In a case of first impression for the Second Department, the Court ruled that failure of a third-party contractor to apply salt or sand does not fit within the “launch an instrumentality of harm” exception to Espinal where there is no proof that the failure to apply the salt or sand created or exacerbated the icy conditions. Plaintiff slipped in an area open only to employees which had been plowed by the defendant’s subcontractor. Plaintiff put in no climatic evidence or evidence regarding how or when the ice formed. Any claim that the failure to apply salt or sand caused or aggravated the icy condition, therefore, would be speculative. Santos v Deanco Servs., Inc.
Two duplicated counterclaims and a third-party cause of action were properly dismissed since they did not contain additional claims of malpractice or seek additional remedies. Defendant’s counterclaims and third-party action were not time-barred as they related to the same transactions in the complaint, which was to recover for legal services, and were timely to the extent of the demand in the complaint. Denial of dismissal of the judiciary law §487 claim and counterclaims and third-party cause of action alleging that defendant improperly withheld portions of the litigation file was proper. Counterclaim for sanctions for frivolous actions was properly dismissed as there is no independent cause of action for frivolous actions. Lewis, Brisbois, Bisgaard & Smith, LLP v Law Firm of Howard Mann
Comment: The action appears to have been settled long before the court’s decision. Just a reminder that when a case settles during an appeal, notify the court as soon as possible. If the court is not notified by the argument date, it will likely decide the appeal.

◆ Set problem 1:
Edit the part of the case summaries that opens with the words "In a case of" and closes with "Deanco Servs., Inc.", replacing "Plaintiff" with "Claimant".
◆ Set problem 2:
Convert the records, from their start through the line containing "(1047, 139)", into a two-column CSV with the headers "request" and "answer". Each request gets one row: its text goes in the first quoted field, and its answer goes in the second, with line breaks turned into spaces.

◆ Records supplied:
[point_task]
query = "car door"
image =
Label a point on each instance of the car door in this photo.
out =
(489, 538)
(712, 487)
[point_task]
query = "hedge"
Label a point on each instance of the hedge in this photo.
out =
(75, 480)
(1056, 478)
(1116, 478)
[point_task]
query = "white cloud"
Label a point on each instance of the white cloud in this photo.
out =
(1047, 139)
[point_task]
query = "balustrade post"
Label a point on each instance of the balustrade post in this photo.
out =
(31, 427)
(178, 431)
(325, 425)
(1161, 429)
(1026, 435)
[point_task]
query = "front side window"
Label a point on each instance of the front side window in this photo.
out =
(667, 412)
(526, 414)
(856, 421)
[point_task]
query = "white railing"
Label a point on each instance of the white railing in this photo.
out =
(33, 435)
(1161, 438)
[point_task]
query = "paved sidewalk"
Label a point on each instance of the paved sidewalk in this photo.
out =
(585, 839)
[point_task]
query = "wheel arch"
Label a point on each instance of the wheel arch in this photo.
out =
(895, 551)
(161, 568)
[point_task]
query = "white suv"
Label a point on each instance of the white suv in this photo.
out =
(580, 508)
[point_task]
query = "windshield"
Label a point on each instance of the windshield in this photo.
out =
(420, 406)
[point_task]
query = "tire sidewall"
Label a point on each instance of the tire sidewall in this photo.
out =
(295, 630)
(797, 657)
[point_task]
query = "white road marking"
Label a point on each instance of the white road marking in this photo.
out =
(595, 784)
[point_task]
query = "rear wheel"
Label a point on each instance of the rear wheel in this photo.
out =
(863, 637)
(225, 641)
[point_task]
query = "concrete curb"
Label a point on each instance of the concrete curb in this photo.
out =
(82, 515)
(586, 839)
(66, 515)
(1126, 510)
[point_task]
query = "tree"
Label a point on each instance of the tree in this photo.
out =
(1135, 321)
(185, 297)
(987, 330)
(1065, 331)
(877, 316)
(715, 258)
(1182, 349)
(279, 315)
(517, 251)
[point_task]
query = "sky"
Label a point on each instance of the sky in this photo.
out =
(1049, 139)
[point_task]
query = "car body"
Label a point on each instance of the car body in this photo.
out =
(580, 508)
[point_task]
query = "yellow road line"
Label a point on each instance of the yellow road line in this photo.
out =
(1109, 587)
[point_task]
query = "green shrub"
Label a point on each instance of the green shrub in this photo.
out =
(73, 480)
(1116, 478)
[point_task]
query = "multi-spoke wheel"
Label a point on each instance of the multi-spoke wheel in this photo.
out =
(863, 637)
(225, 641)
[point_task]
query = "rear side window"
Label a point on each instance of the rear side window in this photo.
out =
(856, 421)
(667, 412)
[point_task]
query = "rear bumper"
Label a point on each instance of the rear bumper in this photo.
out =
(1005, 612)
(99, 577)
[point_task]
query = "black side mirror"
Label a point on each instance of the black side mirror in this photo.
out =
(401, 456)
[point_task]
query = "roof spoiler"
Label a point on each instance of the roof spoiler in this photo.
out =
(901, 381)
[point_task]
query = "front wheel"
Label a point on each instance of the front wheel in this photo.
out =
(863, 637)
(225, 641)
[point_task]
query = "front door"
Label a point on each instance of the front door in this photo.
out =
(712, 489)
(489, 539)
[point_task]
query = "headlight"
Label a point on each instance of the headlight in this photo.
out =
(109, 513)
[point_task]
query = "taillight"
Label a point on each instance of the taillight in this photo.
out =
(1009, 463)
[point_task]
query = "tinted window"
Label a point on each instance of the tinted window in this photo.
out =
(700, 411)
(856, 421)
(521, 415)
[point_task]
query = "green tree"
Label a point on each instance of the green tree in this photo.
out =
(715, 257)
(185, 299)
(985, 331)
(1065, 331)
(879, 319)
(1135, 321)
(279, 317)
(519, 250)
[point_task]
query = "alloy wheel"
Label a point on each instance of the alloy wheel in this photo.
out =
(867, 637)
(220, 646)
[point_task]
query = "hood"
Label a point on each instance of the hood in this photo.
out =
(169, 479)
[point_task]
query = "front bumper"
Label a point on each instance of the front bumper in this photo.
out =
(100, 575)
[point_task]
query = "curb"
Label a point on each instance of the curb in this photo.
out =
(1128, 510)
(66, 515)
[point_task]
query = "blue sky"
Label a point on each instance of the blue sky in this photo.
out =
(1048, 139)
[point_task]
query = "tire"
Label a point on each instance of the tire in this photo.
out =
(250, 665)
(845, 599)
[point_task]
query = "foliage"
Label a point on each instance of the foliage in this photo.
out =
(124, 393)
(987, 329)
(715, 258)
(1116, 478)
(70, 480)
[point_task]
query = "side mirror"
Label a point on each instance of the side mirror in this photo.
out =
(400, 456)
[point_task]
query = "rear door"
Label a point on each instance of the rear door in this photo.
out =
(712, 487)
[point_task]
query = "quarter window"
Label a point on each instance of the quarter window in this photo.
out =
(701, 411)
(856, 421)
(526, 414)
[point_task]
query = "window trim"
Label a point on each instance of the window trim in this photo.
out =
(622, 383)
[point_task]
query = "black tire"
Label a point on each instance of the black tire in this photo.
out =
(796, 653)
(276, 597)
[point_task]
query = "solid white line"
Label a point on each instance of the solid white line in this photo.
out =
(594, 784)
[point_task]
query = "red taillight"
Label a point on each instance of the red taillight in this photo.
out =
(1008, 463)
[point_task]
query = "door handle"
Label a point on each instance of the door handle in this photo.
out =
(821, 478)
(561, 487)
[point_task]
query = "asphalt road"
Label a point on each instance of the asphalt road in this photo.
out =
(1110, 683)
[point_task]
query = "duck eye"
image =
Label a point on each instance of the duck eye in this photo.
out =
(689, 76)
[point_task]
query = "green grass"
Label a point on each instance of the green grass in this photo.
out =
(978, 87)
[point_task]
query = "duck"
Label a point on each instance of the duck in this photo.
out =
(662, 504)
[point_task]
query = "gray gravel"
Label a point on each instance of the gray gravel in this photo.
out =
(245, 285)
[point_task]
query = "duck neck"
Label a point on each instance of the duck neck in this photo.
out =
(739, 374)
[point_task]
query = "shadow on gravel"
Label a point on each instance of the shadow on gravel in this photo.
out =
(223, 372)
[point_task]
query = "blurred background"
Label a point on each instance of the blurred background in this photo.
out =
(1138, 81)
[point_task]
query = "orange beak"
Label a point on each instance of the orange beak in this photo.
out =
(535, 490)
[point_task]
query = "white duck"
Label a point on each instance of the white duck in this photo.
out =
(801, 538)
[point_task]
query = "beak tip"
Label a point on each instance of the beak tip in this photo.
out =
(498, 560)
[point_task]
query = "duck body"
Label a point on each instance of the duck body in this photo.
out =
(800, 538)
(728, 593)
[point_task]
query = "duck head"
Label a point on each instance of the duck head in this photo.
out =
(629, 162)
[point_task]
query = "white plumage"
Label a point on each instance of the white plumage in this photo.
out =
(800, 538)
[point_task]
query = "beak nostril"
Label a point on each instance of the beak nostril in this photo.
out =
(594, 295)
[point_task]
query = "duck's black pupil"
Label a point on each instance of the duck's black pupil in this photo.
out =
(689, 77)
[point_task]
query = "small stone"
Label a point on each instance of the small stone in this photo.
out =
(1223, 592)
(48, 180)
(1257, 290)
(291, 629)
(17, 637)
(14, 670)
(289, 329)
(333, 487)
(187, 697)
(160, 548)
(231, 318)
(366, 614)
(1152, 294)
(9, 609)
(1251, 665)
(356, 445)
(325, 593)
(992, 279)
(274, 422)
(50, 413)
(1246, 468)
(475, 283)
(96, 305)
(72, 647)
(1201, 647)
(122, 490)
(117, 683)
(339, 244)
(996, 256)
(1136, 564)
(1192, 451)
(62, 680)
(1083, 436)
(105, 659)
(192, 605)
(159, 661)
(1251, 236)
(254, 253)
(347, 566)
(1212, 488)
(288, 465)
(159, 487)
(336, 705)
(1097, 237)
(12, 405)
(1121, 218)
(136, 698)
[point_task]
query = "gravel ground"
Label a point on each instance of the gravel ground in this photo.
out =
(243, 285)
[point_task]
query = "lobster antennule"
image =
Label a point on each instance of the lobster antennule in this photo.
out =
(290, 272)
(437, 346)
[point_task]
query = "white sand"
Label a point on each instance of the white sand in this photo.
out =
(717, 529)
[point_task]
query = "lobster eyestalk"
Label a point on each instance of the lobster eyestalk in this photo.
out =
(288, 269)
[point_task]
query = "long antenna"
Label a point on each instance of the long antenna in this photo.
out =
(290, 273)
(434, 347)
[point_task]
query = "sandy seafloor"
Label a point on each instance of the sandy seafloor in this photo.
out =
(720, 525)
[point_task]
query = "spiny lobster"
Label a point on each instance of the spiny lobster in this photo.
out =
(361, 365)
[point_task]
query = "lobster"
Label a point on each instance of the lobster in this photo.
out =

◆ Task answer 1:
In a case of first impression for the Second Department, the Court ruled that failure of a third-party contractor to apply salt or sand does not fit within the “launch an instrumentality of harm” exception to Espinal where there is no proof that the failure to apply the salt or sand created or exacerbated the icy conditions. Claimant slipped in an area open only to employees which had been plowed by the defendant’s subcontractor. Claimant put in no climatic evidence or evidence regarding how or when the ice formed. Any claim that the failure to apply salt or sand caused or aggravated the icy condition, therefore, would be speculative. Santos v Deanco Servs., Inc.

◆ Task answer 2:
request,answer
"[point_task] query = ""car door"" image = Label a point on each instance of the car door in this photo. out =","(489, 538) (712, 487)"
"[point_task] query = ""hedge"" Label a point on each instance of the hedge in this photo. out =","(75, 480) (1056, 478) (1116, 478)"
"[point_task] query = ""white cloud"" Label a point on each instance of the white cloud in this photo. out =","(1047, 139)"